Aim
Pick out every line in the records below that contains the word "crowd", and copy each one.

--

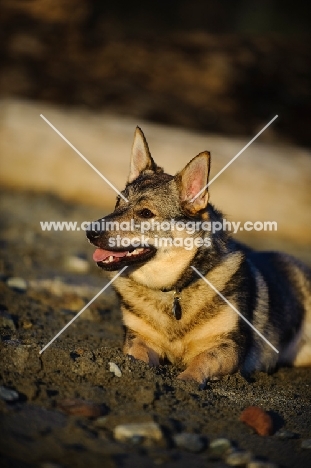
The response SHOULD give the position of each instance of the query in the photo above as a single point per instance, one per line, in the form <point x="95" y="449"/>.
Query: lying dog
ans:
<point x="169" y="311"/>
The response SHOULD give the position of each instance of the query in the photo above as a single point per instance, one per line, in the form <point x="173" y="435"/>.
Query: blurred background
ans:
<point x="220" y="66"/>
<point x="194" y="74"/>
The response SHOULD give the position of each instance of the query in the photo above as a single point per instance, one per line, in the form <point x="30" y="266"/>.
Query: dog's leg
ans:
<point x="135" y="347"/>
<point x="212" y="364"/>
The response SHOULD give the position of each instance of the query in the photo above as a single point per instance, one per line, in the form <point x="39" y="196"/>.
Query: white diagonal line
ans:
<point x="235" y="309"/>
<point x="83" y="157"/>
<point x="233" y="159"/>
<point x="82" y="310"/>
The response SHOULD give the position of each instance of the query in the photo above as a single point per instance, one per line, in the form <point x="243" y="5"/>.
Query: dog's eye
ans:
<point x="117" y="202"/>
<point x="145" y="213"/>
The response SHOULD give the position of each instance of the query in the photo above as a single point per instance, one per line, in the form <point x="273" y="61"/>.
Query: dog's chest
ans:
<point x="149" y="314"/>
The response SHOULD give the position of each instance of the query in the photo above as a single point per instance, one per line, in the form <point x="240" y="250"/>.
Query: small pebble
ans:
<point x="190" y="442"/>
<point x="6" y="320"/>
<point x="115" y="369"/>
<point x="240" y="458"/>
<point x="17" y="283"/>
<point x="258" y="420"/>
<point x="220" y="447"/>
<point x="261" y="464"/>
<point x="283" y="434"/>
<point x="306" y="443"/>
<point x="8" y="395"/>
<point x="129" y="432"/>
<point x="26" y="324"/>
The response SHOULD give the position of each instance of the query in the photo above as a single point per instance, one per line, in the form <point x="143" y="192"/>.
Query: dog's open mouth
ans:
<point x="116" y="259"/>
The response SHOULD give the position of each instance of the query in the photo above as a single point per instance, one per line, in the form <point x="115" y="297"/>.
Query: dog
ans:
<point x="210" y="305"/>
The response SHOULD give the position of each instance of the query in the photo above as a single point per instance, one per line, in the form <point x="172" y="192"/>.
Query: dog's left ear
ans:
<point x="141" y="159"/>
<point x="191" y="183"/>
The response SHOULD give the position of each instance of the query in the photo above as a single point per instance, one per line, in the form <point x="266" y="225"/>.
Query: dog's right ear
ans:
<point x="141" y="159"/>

--

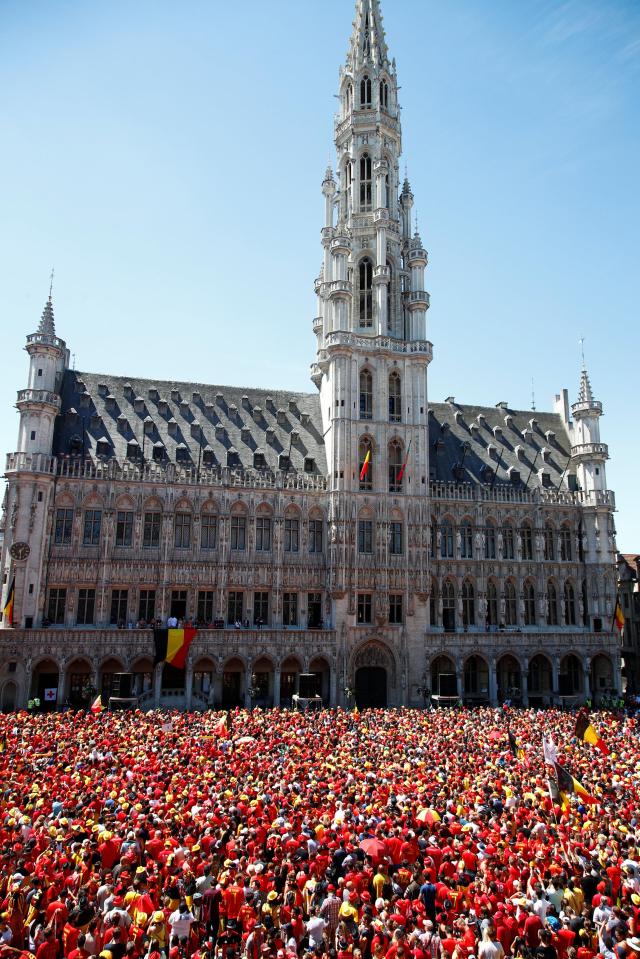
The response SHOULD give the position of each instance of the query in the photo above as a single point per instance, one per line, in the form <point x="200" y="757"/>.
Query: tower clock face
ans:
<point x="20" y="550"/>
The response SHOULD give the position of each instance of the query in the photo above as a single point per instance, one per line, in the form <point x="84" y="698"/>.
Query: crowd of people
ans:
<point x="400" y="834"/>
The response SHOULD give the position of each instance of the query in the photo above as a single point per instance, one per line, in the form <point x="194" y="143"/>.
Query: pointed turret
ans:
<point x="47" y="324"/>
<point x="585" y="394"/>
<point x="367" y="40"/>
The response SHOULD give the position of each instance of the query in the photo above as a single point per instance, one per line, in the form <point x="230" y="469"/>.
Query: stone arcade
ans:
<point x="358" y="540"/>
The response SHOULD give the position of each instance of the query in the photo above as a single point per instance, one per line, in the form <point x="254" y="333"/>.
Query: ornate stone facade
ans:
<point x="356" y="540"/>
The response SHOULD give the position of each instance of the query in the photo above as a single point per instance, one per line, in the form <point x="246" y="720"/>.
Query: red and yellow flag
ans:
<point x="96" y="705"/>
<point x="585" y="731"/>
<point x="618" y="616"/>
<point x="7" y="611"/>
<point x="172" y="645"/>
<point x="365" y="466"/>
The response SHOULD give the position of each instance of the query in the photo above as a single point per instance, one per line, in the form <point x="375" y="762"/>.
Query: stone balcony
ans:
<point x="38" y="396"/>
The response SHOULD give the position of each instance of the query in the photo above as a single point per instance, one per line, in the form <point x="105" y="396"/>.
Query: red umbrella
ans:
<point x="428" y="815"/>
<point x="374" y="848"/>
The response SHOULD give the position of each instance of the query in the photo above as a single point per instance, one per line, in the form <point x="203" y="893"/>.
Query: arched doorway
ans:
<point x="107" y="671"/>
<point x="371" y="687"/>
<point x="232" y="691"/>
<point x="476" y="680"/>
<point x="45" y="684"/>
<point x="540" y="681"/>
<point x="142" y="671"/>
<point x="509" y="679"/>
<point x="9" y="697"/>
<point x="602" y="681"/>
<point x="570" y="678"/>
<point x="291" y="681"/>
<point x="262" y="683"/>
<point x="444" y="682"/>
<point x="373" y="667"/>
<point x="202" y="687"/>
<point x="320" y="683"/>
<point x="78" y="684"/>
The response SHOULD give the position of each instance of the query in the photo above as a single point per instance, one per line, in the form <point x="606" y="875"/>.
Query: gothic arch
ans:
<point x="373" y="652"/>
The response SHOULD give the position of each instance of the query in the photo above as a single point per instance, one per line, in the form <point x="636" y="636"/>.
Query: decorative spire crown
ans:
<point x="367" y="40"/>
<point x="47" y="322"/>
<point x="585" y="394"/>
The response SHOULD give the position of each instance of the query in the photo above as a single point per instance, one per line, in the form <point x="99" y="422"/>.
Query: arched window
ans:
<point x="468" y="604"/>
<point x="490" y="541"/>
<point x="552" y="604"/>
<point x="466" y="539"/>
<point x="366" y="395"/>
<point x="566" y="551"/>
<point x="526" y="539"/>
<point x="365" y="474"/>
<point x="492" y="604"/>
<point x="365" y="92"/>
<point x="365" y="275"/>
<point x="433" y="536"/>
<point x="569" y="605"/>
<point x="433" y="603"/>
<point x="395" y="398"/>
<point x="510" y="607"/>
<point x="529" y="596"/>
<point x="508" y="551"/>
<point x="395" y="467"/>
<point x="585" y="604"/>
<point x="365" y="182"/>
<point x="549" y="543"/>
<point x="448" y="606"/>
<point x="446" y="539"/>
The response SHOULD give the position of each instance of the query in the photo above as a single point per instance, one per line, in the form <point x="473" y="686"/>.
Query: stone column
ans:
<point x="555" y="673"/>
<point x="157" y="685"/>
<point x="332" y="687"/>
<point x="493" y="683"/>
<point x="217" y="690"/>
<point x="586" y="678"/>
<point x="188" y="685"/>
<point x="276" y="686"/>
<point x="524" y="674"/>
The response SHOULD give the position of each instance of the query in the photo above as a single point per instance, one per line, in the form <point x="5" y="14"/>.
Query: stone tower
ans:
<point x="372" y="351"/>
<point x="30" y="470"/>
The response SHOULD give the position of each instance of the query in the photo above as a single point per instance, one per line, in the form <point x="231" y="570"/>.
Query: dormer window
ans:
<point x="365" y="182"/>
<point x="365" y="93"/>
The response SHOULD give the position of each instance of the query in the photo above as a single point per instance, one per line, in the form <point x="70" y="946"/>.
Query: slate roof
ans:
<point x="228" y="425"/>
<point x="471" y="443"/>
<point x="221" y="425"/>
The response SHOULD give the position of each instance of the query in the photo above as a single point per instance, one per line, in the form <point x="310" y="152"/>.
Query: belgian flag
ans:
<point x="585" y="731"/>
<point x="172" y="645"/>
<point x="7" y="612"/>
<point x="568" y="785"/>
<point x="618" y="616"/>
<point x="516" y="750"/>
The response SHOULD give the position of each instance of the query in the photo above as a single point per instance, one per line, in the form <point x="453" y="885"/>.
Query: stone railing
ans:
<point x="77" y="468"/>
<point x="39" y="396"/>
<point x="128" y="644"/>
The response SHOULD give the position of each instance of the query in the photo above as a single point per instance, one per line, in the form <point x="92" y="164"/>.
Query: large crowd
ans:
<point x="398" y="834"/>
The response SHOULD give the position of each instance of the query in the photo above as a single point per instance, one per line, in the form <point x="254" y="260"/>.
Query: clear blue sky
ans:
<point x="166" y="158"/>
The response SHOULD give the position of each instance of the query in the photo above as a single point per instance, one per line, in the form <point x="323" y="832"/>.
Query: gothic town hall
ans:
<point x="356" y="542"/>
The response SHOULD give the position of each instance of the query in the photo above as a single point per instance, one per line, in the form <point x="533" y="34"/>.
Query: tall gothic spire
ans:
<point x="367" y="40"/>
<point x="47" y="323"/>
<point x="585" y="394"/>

--

Exercise answer
Query: crowd of people
Query: large crowd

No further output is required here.